My approach to the healing journey begins with perhaps the single most important part of being a well-actualized individual, because it is the root of all of our personal power: our emotional voice, and the choice to use it.
The first thing to understand is that choosing to use your emotional voice means that you are choosing to tell the truth. As you learn to identify, own and then speak the truth about the many aspects of your emotional experiences in your life, your emotional voice forms, awakens and comes to life.
Learning to master using our emotional voice is really a heart path: as we learn to see and tell the truth about all the times in our life when love didn’t work well, and we do our emotional healing work and learn the skills to regrow solid love for ourselves and each other, we are really learning to see, think and speak with our hearts. That is, to me, the very best foundation for deep self-actualization.
Starting at the beginning, we lose our emotional voices in our families. Some of us try to find our voices and are shut down, while others never find their voices at all. Whatever your experience, the healing path begins with discovering where we lost our voices in our families. Often you don’t have to look very far – we unconsciously seek out the same dynamics in the relationships we choose as adults as those that shut down our emotional voices in our families.

====

▶ [TASK PROMPT] In the passage on emotional voice, copy everything from "The first thing" down to "for deep self-actualization.", changing "truth" to "reality" wherever it occurs.

[Natural language region descriptions]

====

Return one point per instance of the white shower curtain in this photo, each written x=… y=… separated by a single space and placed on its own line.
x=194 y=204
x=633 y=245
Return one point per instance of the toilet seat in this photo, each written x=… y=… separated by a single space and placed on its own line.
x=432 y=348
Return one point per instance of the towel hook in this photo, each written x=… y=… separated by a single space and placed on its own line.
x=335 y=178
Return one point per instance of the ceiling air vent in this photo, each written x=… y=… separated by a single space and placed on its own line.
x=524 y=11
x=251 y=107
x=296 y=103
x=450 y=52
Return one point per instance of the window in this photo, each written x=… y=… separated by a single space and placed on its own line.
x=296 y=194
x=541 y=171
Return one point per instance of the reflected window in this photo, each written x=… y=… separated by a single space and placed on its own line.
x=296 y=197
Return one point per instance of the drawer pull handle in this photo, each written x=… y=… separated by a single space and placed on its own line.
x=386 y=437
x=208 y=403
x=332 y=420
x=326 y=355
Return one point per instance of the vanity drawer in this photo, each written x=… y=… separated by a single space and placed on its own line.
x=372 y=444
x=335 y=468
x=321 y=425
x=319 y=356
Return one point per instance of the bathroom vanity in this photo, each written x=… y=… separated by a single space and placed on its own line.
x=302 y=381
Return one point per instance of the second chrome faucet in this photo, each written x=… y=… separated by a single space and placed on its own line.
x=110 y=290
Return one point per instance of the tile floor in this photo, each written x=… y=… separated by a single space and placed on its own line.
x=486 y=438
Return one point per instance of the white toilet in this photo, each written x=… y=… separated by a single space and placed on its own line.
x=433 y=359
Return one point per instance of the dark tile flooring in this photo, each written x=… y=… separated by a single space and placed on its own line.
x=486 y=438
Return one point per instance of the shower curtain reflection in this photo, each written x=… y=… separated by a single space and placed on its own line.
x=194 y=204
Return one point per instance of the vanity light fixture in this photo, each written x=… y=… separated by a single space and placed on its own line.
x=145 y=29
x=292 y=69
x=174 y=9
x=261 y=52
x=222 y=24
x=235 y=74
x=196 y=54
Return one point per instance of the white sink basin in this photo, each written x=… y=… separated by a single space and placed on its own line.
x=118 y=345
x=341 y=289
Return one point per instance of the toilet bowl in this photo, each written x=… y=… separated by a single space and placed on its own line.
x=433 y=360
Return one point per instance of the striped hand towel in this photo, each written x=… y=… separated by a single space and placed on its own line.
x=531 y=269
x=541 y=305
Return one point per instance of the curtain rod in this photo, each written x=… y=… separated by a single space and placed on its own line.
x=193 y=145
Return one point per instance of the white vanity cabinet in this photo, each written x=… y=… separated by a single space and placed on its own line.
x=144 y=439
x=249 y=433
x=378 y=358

====

▶ [ANSWER SPACE]
The first thing to understand is that choosing to use your emotional voice means that you are choosing to tell the reality. As you learn to identify, own and then speak the reality about the many aspects of your emotional experiences in your life, your emotional voice forms, awakens and comes to life.
Learning to master using our emotional voice is really a heart path: as we learn to see and tell the reality about all the times in our life when love didn’t work well, and we do our emotional healing work and learn the skills to regrow solid love for ourselves and each other, we are really learning to see, think and speak with our hearts. That is, to me, the very best foundation for deep self-actualization.